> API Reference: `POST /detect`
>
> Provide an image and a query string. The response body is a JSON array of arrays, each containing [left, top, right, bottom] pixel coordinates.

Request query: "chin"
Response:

> **Given request**:
Return each line from the items that contains the word "query".

> **Problem solution**:
> Provide an image and a query string. The response body is a JSON array of arrays, each containing [left, top, right, bottom] pixel coordinates.
Request query: "chin"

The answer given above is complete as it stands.